_Data_:

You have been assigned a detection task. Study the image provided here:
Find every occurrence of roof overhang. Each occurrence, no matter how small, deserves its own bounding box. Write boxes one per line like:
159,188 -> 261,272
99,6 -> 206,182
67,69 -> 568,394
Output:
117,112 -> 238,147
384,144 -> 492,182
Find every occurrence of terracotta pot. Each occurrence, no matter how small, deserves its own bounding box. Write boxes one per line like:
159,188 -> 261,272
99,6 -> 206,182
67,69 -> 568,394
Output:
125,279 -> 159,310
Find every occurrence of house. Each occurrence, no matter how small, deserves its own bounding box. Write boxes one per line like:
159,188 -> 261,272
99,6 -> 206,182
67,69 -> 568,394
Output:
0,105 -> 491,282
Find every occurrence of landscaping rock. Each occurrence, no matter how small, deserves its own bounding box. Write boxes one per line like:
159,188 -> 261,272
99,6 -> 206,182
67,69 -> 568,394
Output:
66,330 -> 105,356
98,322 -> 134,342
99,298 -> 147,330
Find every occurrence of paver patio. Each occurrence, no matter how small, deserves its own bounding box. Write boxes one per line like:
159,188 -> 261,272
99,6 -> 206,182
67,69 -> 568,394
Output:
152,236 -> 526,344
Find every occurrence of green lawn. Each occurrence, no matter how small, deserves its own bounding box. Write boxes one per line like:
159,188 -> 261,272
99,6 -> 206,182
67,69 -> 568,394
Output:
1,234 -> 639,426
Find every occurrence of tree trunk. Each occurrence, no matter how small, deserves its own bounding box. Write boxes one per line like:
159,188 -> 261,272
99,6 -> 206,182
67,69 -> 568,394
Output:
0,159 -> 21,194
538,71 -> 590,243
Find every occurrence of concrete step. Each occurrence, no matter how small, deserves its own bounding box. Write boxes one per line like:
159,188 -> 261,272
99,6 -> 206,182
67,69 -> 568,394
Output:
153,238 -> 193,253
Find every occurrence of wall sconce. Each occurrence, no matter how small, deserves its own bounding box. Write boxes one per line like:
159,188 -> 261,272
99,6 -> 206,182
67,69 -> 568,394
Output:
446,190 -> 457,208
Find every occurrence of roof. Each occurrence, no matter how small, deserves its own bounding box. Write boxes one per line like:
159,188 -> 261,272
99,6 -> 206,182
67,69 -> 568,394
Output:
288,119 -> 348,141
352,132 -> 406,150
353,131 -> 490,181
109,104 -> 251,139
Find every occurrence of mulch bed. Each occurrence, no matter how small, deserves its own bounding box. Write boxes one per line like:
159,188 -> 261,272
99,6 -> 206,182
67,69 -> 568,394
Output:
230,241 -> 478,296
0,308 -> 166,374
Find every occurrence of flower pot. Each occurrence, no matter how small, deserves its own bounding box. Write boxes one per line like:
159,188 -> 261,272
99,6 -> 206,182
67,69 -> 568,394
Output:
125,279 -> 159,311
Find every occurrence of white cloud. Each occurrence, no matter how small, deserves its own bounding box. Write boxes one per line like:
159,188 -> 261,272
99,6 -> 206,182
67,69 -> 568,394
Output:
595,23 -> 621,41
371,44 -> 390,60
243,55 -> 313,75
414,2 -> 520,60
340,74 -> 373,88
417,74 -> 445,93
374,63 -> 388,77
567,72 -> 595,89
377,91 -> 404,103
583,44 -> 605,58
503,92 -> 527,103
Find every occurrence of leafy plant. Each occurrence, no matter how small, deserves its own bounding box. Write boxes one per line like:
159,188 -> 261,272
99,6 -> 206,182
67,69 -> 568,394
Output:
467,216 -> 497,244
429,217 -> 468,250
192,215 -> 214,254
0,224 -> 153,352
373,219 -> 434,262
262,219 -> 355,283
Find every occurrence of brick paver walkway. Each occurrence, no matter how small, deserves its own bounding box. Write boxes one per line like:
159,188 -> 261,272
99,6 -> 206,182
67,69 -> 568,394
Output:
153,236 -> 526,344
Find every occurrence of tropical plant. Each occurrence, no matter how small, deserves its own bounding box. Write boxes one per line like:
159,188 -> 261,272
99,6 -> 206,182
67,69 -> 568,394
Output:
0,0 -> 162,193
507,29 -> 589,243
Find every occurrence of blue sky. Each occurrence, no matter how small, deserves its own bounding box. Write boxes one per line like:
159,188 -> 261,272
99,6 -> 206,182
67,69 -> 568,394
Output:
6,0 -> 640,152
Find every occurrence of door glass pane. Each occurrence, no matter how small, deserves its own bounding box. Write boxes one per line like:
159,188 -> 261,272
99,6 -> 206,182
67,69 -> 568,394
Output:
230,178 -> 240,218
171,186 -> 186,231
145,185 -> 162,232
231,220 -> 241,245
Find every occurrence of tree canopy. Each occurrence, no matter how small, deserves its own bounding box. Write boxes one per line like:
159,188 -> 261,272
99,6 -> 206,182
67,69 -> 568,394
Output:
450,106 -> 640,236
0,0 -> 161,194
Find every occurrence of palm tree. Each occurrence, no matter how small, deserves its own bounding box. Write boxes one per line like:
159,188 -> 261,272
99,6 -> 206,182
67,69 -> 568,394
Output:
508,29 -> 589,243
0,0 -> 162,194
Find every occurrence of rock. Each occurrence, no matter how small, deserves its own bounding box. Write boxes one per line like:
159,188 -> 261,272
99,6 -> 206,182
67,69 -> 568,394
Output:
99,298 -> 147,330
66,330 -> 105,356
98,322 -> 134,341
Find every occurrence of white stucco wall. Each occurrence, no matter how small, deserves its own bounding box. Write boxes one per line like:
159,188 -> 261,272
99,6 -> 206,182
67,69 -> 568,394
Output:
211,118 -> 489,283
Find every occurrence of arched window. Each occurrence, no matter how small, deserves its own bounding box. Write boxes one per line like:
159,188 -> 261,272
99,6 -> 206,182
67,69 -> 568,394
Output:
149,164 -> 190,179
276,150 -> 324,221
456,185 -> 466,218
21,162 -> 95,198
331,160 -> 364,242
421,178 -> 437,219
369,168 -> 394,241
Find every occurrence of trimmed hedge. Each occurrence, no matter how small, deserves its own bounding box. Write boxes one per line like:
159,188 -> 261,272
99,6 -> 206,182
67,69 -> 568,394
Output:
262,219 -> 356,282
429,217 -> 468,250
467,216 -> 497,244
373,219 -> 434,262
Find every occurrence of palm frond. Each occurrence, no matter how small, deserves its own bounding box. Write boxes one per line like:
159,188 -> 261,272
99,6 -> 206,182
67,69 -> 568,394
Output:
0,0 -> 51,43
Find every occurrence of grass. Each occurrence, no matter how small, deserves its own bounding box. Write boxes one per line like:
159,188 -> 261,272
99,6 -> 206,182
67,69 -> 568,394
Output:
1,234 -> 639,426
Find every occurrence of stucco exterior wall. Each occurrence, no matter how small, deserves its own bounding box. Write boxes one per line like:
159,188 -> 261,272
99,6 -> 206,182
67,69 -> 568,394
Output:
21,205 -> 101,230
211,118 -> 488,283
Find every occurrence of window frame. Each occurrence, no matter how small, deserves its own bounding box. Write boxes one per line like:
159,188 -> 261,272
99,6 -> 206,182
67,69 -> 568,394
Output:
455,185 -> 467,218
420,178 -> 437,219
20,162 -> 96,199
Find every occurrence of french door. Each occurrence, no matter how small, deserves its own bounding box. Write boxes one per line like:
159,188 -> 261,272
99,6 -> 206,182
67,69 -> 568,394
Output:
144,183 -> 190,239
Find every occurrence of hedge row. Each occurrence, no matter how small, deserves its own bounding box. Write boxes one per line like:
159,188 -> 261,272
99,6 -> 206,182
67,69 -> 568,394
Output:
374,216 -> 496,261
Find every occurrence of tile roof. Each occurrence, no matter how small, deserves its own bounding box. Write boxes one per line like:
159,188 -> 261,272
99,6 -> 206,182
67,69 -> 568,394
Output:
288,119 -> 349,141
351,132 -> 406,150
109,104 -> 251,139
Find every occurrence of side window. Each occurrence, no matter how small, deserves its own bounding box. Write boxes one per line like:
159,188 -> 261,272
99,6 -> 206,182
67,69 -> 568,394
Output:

_Aim of the exercise_: Filter the listing by the string "plant"; copy each matching line.

_Exercise solution_:
Find every occurrence of leafy plant. Each occurrence, no matter how small, deserves its own bounding box. Write boxes one per line like:
Find every occurrence of tropical plant. Each occurrence, no matter how small, deserves its own bounding box. Write boxes one per line like:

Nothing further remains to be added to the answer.